• Recorded data:
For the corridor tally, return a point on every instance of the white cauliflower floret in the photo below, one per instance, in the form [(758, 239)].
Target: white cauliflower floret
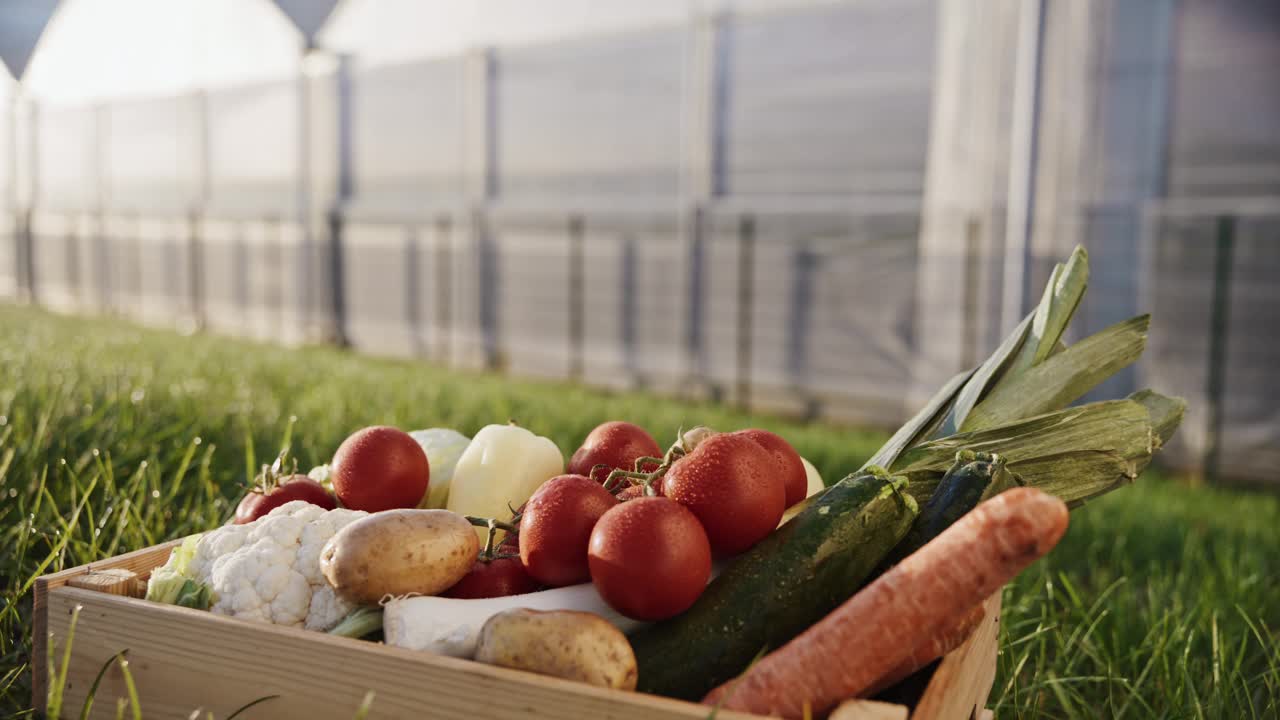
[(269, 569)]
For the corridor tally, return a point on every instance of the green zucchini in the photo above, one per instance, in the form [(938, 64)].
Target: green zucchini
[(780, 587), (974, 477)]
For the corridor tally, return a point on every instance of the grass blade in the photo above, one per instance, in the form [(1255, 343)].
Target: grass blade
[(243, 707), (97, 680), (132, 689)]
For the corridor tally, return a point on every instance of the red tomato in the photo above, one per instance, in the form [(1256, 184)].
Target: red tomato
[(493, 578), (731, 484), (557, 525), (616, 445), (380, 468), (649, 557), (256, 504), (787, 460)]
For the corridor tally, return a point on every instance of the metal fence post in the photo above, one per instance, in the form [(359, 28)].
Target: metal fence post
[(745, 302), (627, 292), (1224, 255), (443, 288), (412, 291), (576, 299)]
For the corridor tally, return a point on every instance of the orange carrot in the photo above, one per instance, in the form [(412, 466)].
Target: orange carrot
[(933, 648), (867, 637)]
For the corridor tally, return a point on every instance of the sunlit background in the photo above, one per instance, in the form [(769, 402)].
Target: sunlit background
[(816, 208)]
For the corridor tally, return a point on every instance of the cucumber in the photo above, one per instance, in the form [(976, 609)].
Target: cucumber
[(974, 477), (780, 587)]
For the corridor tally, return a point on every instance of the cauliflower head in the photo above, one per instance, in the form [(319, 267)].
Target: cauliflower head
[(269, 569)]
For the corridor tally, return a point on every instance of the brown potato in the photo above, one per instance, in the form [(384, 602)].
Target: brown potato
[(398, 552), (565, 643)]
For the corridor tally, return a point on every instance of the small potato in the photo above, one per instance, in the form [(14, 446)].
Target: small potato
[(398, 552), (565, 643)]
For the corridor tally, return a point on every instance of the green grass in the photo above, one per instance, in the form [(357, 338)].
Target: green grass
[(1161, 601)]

--

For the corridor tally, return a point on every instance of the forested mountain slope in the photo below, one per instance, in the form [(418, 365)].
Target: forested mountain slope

• Given task: Copy out the records above exactly, from the line containing "form [(1256, 184)]." through the line containing "[(974, 477), (780, 587)]", both lines included.

• Result for this exercise:
For the corridor tally, return a point on every instance of the red tomato in the photo above, one per instance, in the form [(1256, 184)].
Target: red tomato
[(493, 578), (731, 484), (557, 525), (616, 445), (380, 468), (649, 557), (256, 504), (787, 460)]
For the corridor tally, return a point on every instance of the metal fence post in the photo above, one per instance, in the form [(359, 28)].
Target: metal fence post
[(745, 302), (627, 292), (1224, 255), (443, 288), (412, 291), (576, 299)]
For the corridor tally, return a point on every instance of the orange carrot in the photo above, one per instance, in the form [(412, 466)].
Target: orange carrot
[(933, 648), (867, 637)]
For the corridor tally, return a point on every instance of the sunlit background in the photo above, one per instance, in the form [(769, 402)].
Target: sunlit background
[(816, 208)]
For the corridor tally, return a point on every instance of the cucumber in the photo above, one per instance, in the form [(976, 609)].
Target: cucumber
[(974, 477), (780, 587)]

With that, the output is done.